** start of Passage given **

The labels “left” and “right” derive from the seating arrangement in the National Assembly after the French Revolution of 1789, but terms we usually consider synonymous are “progressive” and “conservative”, connecting left and right to our own dichotomy of “let’s move forward” vs “let's stay put”.
Indeed we can take this one step further, split our population in five subgroups, and connect them to the famous technology adoption curve, except the “technology” under discussion could be any political issue. It simply represents individual risk preference (a form of belief) for this particular issue, from adventurous to cautious.
We're so used to matching the labels left as progressive and right as conservative that we rarely ever notice that they're fundamentally wrong.
No matter which group we're looking at, we'll find that those on the left are progressive on some issues and conservative on others, similar to those on the right, except there's a high similarity about issues within and a high divergence between the subgroups — conservatives tend to be progressive about things progressives are conservative about, and vice versa — which is what makes them belief clusters.
Converse's recognition was that this is a common characteristic in politics, and it's the first step to realize that this is a universal pattern which explains all ordering principles based upon it, from political parties to legislative procedures to the fundamental functioning of a representative democracy.
From policy space to politics
Which leads us to the question “how many dimensions does the policy space really have?” Beyond the much invoked left-right dimension, some models also like to add a second “for or against authority” dimension or even go multi-dimensional (economic, social, civic, technological).
The answer lies in finding out how aligned, aka how correlated these purported axes really are: the “what goes with what” translates as “If a large majority of those who choose A (over Not A) also choose B (over Not B), the dimensions are highly aligned” and we can treat them as (almost) the same.
But can we? For the first two dimensions, that test is straightforward.
If all we want to consider is the one-dimensional (left-right) policy line, the question becomes “Can we place everyone somewhere on the policy line so that we can fit all issues without making too many mistakes?”
In other words, if we deem A a “left” issue and B a “right” issue, someone who favors A should be placed to the left of someone favoring Not A, and conversely, someone who chooses B should be to the right of someone choosing Not B, with few crossovers.
Moving up one dimension, the question becomes if I can draw each single issue as an angled line (aka a radial vector) into the two-dimensional “blackboard” coordinate system, and if lines that capture highly correlated issues are highly aligned (differ only by a few degrees).
The more mistakes we make (even if we choose the best individual placement into this one- or two-dimensional space), the less ideological, and in turn the less predictable, our population becomes. At the extreme end, “nothing goes with nothing”: we can make no predictions at all because no ideologies align and all voters make choices fully disconnected from each other.
This is even intuitively unrealistic, even informally we use the left-right model a lot to explain political phenomena to ourselves. And indeed, Keith Poole and Howard Rosenthal, the inventors of voteview, formalized this mapping of issue space into policy space in a bunch of settings where structured choice data is available, like the U.S. Congress or the U.S. Supreme Court, and concluded that the first dimension explains a lot, but not all of the observed behavior. A second dimension adds a bit, the third and any higher dimension almost nothing at all.
Politics is then typically “one-plus-dimensional”, except when we encounter upheavals, when existing coalitions (belief clusters) break up and form anew. That's when the second dimension becomes more prominent.
Again, this should surprise us more than it does, because outside of politics this is exceedingly rare. If we look at collective preferences for things like music or films, we get high-dimensional preference spaces and very little predictability, which is why most Silicon Valley companies spend a lot of effort trying to improve their recommender systems.

** end of Passage given **
** start of Supplied data **

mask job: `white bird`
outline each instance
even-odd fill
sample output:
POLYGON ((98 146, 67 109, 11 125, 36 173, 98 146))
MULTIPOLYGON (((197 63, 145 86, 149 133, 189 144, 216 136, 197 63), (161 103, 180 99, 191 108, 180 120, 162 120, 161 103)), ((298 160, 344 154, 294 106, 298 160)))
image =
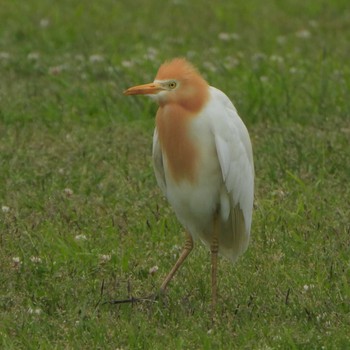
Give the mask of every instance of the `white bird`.
POLYGON ((212 314, 217 256, 235 262, 247 249, 252 223, 254 163, 247 128, 220 90, 183 58, 160 66, 153 83, 127 89, 159 104, 153 136, 157 183, 187 232, 164 291, 200 239, 211 251, 212 314))

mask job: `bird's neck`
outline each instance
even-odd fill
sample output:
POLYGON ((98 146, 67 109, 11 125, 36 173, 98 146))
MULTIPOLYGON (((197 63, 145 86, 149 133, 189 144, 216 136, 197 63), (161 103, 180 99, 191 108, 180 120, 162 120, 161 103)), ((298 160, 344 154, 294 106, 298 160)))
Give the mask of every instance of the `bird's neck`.
POLYGON ((194 182, 197 177, 198 151, 190 137, 194 115, 179 104, 161 105, 156 127, 166 164, 175 182, 194 182))

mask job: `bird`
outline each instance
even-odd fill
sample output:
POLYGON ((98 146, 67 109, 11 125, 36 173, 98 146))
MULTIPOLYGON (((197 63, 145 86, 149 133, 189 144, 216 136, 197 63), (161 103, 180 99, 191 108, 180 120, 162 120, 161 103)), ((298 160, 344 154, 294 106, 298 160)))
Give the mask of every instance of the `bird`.
POLYGON ((153 82, 130 87, 124 95, 146 95, 158 103, 153 168, 186 234, 160 291, 200 240, 211 254, 214 315, 218 255, 234 263, 250 240, 254 161, 248 130, 227 95, 210 86, 183 57, 165 61, 153 82))

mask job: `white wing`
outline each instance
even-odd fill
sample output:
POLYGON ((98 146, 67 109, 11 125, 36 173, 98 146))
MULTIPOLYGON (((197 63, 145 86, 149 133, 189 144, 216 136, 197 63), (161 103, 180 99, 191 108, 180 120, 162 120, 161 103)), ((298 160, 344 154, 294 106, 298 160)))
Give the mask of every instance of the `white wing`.
POLYGON ((154 133, 153 133, 152 157, 153 157, 153 169, 156 175, 158 186, 162 190, 164 196, 166 196, 166 181, 165 181, 164 166, 163 166, 163 154, 159 144, 157 128, 154 129, 154 133))
POLYGON ((253 152, 247 128, 229 98, 210 87, 216 101, 212 130, 225 189, 221 193, 221 216, 230 219, 231 235, 224 233, 222 254, 235 260, 248 246, 254 200, 253 152), (233 234, 233 236, 232 236, 233 234))

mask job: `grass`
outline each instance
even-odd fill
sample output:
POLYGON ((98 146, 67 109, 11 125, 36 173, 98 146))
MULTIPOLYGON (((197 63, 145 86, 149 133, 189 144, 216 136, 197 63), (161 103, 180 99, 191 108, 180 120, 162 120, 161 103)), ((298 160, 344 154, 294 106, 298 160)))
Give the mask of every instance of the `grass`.
POLYGON ((349 18, 345 0, 3 1, 1 348, 349 348, 349 18), (161 302, 104 303, 155 291, 183 243, 156 106, 121 94, 174 56, 254 145, 252 240, 220 260, 214 328, 200 244, 161 302))

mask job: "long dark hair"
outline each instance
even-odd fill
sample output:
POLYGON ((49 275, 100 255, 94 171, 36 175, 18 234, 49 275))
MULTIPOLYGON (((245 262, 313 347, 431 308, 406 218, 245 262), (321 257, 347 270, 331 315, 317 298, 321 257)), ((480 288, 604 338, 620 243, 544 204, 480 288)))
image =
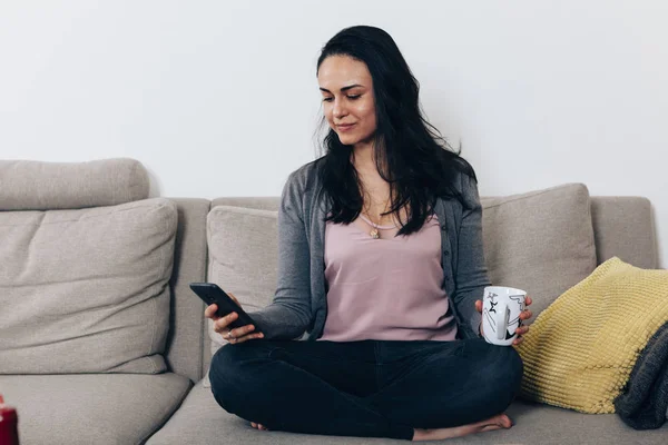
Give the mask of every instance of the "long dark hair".
MULTIPOLYGON (((346 28, 323 47, 318 70, 330 56, 347 56, 366 63, 373 79, 376 168, 391 190, 391 208, 384 215, 394 212, 399 217, 402 207, 409 204, 410 208, 407 221, 397 235, 420 230, 439 197, 459 199, 465 206, 454 181, 461 174, 472 178, 475 174, 423 117, 418 97, 420 85, 392 37, 374 27, 346 28)), ((325 119, 323 123, 326 125, 325 119)), ((364 198, 351 162, 352 150, 330 129, 323 140, 325 154, 316 161, 322 162, 318 192, 328 198, 327 220, 333 222, 350 224, 362 211, 364 198)))

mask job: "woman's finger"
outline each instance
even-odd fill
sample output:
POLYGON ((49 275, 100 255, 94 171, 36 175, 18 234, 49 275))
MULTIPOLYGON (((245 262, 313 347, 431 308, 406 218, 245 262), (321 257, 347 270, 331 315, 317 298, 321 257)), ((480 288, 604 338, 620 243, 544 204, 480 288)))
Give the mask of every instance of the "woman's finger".
POLYGON ((255 326, 253 325, 246 325, 246 326, 242 326, 242 327, 237 327, 234 328, 229 332, 229 336, 230 337, 236 337, 236 338, 242 338, 243 336, 245 336, 248 333, 252 333, 253 330, 255 330, 255 326))
POLYGON ((213 305, 208 305, 206 307, 206 309, 204 309, 204 316, 206 318, 210 318, 213 320, 218 319, 218 317, 216 317, 216 312, 218 310, 218 305, 216 305, 215 303, 213 305))
POLYGON ((479 313, 482 314, 482 300, 480 300, 480 299, 475 300, 475 310, 478 310, 479 313))
POLYGON ((214 330, 218 334, 229 330, 227 327, 232 322, 238 318, 237 313, 227 314, 225 317, 218 318, 214 323, 214 330))
POLYGON ((234 303, 236 303, 238 307, 242 307, 242 304, 239 303, 237 297, 234 296, 233 293, 227 293, 227 295, 229 295, 229 298, 234 299, 234 303))
MULTIPOLYGON (((225 337, 225 338, 227 338, 227 337, 225 337)), ((264 334, 263 333, 254 333, 254 334, 244 335, 243 337, 232 337, 228 339, 228 342, 236 345, 238 343, 254 340, 257 338, 264 338, 264 334)))

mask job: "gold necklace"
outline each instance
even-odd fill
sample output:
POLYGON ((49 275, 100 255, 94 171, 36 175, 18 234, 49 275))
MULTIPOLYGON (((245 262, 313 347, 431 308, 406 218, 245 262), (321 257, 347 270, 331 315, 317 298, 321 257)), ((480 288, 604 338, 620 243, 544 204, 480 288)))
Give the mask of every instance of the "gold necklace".
MULTIPOLYGON (((371 200, 371 199, 370 199, 371 200)), ((381 212, 381 219, 383 218, 383 215, 385 211, 387 211, 387 202, 390 202, 390 200, 385 201, 385 208, 383 209, 383 211, 381 212)), ((375 224, 374 221, 371 220, 371 212, 369 211, 369 207, 364 208, 364 211, 362 212, 362 219, 364 219, 366 222, 369 222, 369 225, 372 227, 371 231, 369 233, 369 235, 371 235, 371 237, 373 239, 379 239, 381 238, 381 235, 379 233, 379 229, 381 228, 380 224, 375 224), (366 217, 364 216, 364 214, 366 214, 366 217)))

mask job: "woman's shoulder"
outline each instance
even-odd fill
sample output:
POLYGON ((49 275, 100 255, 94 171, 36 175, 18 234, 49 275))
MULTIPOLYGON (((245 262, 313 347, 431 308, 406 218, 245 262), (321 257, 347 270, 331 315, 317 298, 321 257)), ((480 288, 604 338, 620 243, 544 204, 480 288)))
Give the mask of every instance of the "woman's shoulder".
POLYGON ((318 180, 318 171, 323 165, 323 159, 324 157, 312 160, 291 172, 287 177, 286 187, 302 191, 312 188, 318 180))

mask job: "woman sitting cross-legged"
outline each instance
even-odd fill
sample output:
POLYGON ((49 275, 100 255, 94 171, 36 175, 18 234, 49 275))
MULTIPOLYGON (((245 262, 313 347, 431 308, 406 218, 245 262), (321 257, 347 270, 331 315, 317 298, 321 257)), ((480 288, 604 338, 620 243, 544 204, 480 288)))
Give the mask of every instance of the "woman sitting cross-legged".
POLYGON ((338 32, 316 72, 326 154, 282 194, 274 300, 250 314, 257 326, 205 313, 229 342, 210 366, 216 400, 269 431, 421 441, 510 428, 522 362, 481 338, 490 281, 473 169, 421 115, 383 30, 338 32))

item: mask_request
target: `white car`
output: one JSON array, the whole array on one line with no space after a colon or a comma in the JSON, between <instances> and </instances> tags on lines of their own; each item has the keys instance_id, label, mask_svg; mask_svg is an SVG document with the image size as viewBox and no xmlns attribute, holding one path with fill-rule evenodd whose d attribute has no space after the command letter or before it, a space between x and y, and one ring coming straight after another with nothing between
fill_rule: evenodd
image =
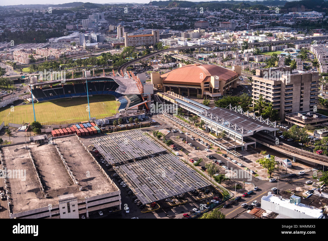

** end of Supplied data **

> Parts of the exercise:
(1) Reproduce the listing from its first line through the line containing "POLYGON ((194 182, 197", with both ends included and the requests kept. Shift every coordinate in the answer polygons by adding 47, leave the sample outputs and request wording unchanged, and omit the pictures.
(2) Extend the passage on political policy dimensions, picking up after its last sentence.

> Results of the tasks:
(1)
mask job: `white bird`
outline each instance
even-odd fill
sample output:
POLYGON ((98 146, 67 109, 11 125, 36 173, 98 146))
MULTIPOLYGON (((197 63, 145 86, 149 133, 189 144, 216 136, 197 63), (161 103, 180 99, 191 108, 180 120, 162 120, 161 103)), ((298 160, 344 154, 294 106, 298 160)))
image =
Give the mask of every instance of the `white bird`.
POLYGON ((259 361, 264 303, 282 309, 294 296, 299 270, 301 210, 294 175, 267 137, 230 105, 207 113, 200 130, 174 136, 206 151, 200 183, 204 230, 234 279, 211 338, 247 286, 258 298, 259 361))

mask job: `bird's neck`
outline each instance
even-odd fill
sample output:
POLYGON ((98 146, 67 109, 11 125, 36 173, 98 146))
MULTIPOLYGON (((197 63, 145 86, 149 133, 189 144, 216 136, 197 63), (161 103, 180 99, 191 108, 180 120, 162 120, 161 103)), ((298 160, 344 154, 294 106, 298 160)))
Give the mask of every instance of the `bird's neck`.
POLYGON ((241 229, 244 224, 245 198, 237 184, 241 162, 226 151, 208 152, 203 174, 213 211, 222 229, 241 229))

(2)
This triggers the question if there's something unique about politics that makes it one-plus-dimensional? I believe I have an answer to this, but I keep it for a future newsletter, because we're already pushing the five minute mark.
From politics to the design of political institutions
As we're crossing the five-minute mark, we can start mapping out departure points from this simple model of politics.
The first departure point is of course the focal point of this newsletter: How do we design politics using this spatial map of political preferences? This could be either as an analyst for a political party trying to maximize its vote share while keeping its core message intact (i.e. move forward while staying together) or in a public-minded role trying to come up with an optimal electoral system that achieves the same thing: enabling long-term progress for the whole commonwealth while keeping inner peace, keeping in mind that in the interplay between competing parties only a fraction of the electorate will be happy at any given time.
Up to this stage, I've held the canonical setup of a representative democracy with a full-time parliament (with parties as belief clusters) as the first line of defense and popular elections as the second line as given. All of this we could of course put to the test. Could we design a more direct democracy where the roles of parliament and parties are renegotiated? Even if we accept the need for a legislature, do we actually need general elections or can we organize an ongoing supervision model where representatives can be voted off any time?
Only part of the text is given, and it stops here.